Restate all of the material, keeping every line identical to the original.

* * * *

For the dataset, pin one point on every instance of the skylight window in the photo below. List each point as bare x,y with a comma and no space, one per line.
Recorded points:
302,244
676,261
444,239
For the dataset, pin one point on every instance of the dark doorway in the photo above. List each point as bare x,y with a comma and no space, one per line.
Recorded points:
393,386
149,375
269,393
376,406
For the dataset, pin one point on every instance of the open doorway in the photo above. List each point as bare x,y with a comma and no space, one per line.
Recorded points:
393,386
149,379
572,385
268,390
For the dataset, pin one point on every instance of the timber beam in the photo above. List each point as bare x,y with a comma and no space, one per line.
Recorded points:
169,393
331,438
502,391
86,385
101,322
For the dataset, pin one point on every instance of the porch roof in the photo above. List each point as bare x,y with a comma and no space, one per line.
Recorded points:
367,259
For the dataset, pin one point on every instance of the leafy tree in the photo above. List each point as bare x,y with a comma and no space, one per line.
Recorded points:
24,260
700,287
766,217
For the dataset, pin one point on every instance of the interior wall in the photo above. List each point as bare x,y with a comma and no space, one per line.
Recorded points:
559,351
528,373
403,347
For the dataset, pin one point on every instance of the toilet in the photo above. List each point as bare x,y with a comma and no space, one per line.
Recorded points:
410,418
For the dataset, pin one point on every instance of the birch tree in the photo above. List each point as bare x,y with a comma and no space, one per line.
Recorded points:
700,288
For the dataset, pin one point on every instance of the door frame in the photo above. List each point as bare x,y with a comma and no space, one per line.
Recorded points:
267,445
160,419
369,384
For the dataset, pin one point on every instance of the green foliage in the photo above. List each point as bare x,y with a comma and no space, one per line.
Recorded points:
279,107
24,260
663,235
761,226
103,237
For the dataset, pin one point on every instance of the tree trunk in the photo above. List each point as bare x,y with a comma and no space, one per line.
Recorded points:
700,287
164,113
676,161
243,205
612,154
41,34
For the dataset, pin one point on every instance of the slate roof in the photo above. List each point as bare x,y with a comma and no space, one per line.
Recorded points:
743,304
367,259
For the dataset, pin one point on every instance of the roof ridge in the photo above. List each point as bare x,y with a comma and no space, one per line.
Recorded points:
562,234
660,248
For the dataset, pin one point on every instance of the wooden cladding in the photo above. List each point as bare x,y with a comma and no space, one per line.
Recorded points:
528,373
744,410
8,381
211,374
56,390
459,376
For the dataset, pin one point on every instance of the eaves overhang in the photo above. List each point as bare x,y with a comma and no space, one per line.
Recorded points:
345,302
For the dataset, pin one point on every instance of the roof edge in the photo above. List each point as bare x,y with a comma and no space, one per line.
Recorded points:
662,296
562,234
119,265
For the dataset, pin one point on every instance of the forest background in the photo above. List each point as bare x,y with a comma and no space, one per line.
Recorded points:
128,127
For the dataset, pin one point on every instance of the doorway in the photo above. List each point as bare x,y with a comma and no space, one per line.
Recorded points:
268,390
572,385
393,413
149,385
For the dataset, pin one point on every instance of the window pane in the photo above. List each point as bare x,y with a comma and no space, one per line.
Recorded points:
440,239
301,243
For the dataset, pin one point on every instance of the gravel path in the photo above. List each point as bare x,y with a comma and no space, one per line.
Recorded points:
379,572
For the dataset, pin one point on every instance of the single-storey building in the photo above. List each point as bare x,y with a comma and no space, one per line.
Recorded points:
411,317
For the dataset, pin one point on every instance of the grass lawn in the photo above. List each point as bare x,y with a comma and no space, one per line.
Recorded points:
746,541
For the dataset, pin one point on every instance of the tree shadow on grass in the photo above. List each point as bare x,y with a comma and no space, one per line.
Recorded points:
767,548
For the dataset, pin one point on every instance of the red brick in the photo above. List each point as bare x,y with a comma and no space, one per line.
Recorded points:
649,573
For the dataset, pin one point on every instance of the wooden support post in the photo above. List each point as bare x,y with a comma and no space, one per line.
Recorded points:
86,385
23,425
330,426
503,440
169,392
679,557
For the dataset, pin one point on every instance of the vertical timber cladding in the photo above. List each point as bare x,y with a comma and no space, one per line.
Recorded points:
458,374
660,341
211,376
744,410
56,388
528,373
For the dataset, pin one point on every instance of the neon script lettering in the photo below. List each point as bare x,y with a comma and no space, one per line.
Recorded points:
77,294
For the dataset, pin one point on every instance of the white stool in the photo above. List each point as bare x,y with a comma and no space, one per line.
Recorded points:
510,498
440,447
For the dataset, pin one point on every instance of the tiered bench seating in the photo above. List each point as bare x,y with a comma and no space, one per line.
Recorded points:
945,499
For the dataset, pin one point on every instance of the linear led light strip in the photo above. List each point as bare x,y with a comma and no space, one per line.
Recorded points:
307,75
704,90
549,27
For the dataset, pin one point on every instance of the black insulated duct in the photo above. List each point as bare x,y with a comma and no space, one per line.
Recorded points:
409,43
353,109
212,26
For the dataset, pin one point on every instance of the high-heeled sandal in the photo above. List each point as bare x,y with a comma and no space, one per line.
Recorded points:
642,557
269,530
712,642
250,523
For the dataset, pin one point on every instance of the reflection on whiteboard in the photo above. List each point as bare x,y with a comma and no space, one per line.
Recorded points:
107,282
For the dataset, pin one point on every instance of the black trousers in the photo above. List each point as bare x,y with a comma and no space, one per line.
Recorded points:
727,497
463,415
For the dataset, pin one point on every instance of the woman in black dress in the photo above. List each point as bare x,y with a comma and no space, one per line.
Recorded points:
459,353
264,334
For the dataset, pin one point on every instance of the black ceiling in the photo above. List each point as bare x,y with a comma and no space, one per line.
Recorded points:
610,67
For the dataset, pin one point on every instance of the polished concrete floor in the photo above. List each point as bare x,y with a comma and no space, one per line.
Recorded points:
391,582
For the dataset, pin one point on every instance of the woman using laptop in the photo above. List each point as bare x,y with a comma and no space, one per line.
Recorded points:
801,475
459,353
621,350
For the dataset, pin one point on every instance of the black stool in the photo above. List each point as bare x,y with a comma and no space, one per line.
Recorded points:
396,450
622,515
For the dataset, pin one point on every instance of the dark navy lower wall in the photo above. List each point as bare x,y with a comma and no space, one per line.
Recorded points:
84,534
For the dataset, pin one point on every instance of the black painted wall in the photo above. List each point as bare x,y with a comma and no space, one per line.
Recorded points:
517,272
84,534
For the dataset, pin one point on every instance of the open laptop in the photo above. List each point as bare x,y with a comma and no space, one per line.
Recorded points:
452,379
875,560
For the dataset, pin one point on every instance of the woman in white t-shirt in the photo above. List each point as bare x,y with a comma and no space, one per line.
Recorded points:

* * * *

▸ **Completed task**:
For the dataset, pin one point on every instance of the skylight window in the photo below. List each point as bare x,y with a comma and no space, one per line.
Recorded points:
302,244
676,261
444,239
For the dataset, pin one point on every instance of the dark doorway in the photo above. List each point as bare x,y with a comma and no space, one per line.
Recorded points:
393,386
149,375
269,393
376,406
For the dataset, pin one point on every instance of the open doorway in the photo above. List each point as bare x,y with a comma and no space, one per line.
Recorded points:
393,386
149,379
572,385
268,390
For the dataset, pin one point on every instance of the timber beam in the photo above. List each point as bare x,y with a comma and no space, one per line.
Recorded points:
169,393
331,438
502,391
86,385
101,322
For the dataset, pin one point on every instance of the porch roof in the photo above. List each point as bare x,y with a comma and no space, one per line.
Recorded points:
367,259
For the dataset, pin one point on every instance of the leafy tree in the photo above. List each point as bare x,y with a comma and no space, one per line.
Recorded points:
24,260
700,287
766,217
For the dataset, pin one point on every instance of the interior wall in the photo above. List each point as bare x,y with a comma and no space, one per line.
Recorded points:
559,351
528,373
403,347
For the dataset, pin one point on every instance of the toilet in the photo above. List each point as bare x,y with a comma and no space, one per line.
Recorded points:
410,418
For the dataset, pin one point on every instance of the birch tree in the photo above. List each point as bare x,y with a comma and no space, one per line.
Recorded points:
700,288
For the dataset, pin one point on every instance of the door frame in the photo above. List each point as bare x,y with a comma and no space, one per line.
Recorded points:
267,445
160,419
369,384
For the dataset, pin one point on every instance of the green foliage in the photo above. List each point as bare x,y with a comma and no space, one per line.
Recorded points:
279,107
24,260
663,235
761,226
103,237
For the dataset, pin one point on every instance of the tree trunk in the photo above. List each point as bare x,y with a comma and no space, one per line.
Recorded points:
700,287
164,113
676,161
243,205
612,154
41,34
For the dataset, pin one point on every instance of the slate roof in the photo above. List each point as bare x,y with a comma and no space, one per line.
Recorded points:
743,304
367,259
For the dataset, pin one point on every instance of the roof ridge in the photo above. List each point as bare x,y with a comma and no space, one per line.
Recorded points:
562,234
660,248
For the dataset, pin one point on every instance of the wooden cladding in the photo above. List each point as bare x,y with a comma and no space, one per line.
Recorded points:
528,373
744,410
8,381
211,374
56,390
459,376
For the dataset, pin one point on every instance of the eaves overhang in the photo above. List each point as bare x,y with a comma and no space, one per line.
Recorded points:
345,302
For the dataset, pin one point on every instance of the roof edge in the photo above. List each point as bare x,y with a comma and no space, one per line.
Recorded points:
662,296
562,234
119,265
For the dataset, pin one point on every instance of the forest background in the photo above. List each point as bare x,y with a comma and no space, one per line.
Recorded points:
128,127
For the dataset, pin one point on every instance of the doorway in the photo above. List each point as bare x,y with a comma and no space, one per line.
Recorded points:
268,390
572,385
393,413
149,385
For the dataset, pin one point on every instance of the window pane in the photo above. List each point as bare x,y with a comma and no space, one per line.
Recorded points:
440,239
301,243
For the dataset, pin one point on every instance of the gravel path in the photo above. List each point as bare x,y with a comma and no space, one per line.
Recorded points:
379,572
For the dataset, pin one point on every instance of the single-storey building in the photo above. List each point as bare x,y with a comma and no space, one per line.
Recorded points:
411,317
For the dataset, pin one point on every instance of the grass lawn in the photo above. List each point as bare x,y with a comma and no space, one per line.
Recorded points:
746,541
For the dataset, pin one point on every instance of the tree shadow on grass in the photo above. List each point as bare x,y with a comma and no space, one per line.
Recorded points:
767,548
For the dataset, pin one point on every instance of the red brick in the photo above. List each point as bare x,y with a comma and no space, one per line.
Recorded points:
649,573
For the dataset, pin one point on every instance of the wooden support post in the photo above. List each point as bare x,y with a comma and no space, one per line.
Recorded points:
86,385
23,425
330,426
503,440
169,392
679,557
For the dataset, pin one point on every instance of the vertical timber cladding in the photo above. List each point as bare x,y with a comma and no space, one per line.
Recorded points:
458,374
660,341
211,376
744,410
56,388
528,373
For the dataset, pin one point on every instance of the neon script lettering in the photo below. List each point as bare x,y with a comma and no space, one per line.
Recorded points:
77,294
For the dataset, pin one point on every instance of the white stool in the photo above. List each point as bare x,y with a comma and no space, one per line.
Recorded points:
510,498
440,447
For the dataset, pin one point on every instance of the tiered bench seating in the photo above. List each point as bare x,y with a comma and no space, one per line.
Recorded points:
945,499
For the dataset, pin one point on every instance of the linear led light strip in the photo above. List each point as bare x,y with a comma and no space, one per line.
Recorded points:
307,75
704,90
549,27
For the dataset, pin one point on every instance of the black insulated duct in the photo above. List each point as bare x,y with a comma and no space, one per line.
Recorded points:
409,43
353,109
212,26
For the dataset, pin one point on every instance of the high-heeled sandal in the photo above. List each point as bare x,y with a comma and no space, one per line.
Recorded points:
642,557
269,530
712,642
250,523
For the dataset, pin one point on every instance of the reflection on whiteboard in the photo above. List each point as bare x,y with a comma and no space, one per line.
Recorded points:
107,282
For the dataset, pin one point on every instance of the black trousers in the photo above. List each point as bare x,y with a comma and no space, one per line.
Recorded points:
727,497
463,415
For the dataset, pin one point on every instance of the woman in black dress in the photo above. List each point as bare x,y with a comma and no space, one per line.
Recorded points:
459,353
264,334
For the dataset, pin one point on every instance of the black ceiling in the photo above. List each point as bare x,y with a comma and no space, one per line.
Recorded points:
610,67
For the dataset, pin one point on every instance of the polished concrete floor in the photo above. List each point as bare x,y with a comma and no space, one per line.
Recorded points:
391,582
For the dataset, pin one point on every instance of the woman using laptop in the photo above. List each point as bare x,y with a comma and no space, one per line.
Recorded points:
801,475
459,353
621,350
For the dataset, pin one point on every instance of the black stool in the photo above. List each point as bare x,y with a comma and no space, one per line.
Recorded points:
396,450
622,515
For the dataset, pin one point on every instance of the dark navy lower wall in the photo above. List each point as bare x,y with a comma and no space, one per line.
Recorded points:
84,534
For the dataset, pin one point on every instance of the black painted wall in the photo above. List each point as bare x,y with a comma and no space, one per line.
Recorded points:
517,272
84,534
For the dataset, pin one point on every instance of the open laptop in the photo above. List each point as bare x,y with a comma and no space, one per line.
Recorded points:
452,379
875,560
For the dataset, pin one point on every instance of the woman in white t-shirt in the photo above. List each point as bare x,y with a comma and no space, one per line.
Recorded points:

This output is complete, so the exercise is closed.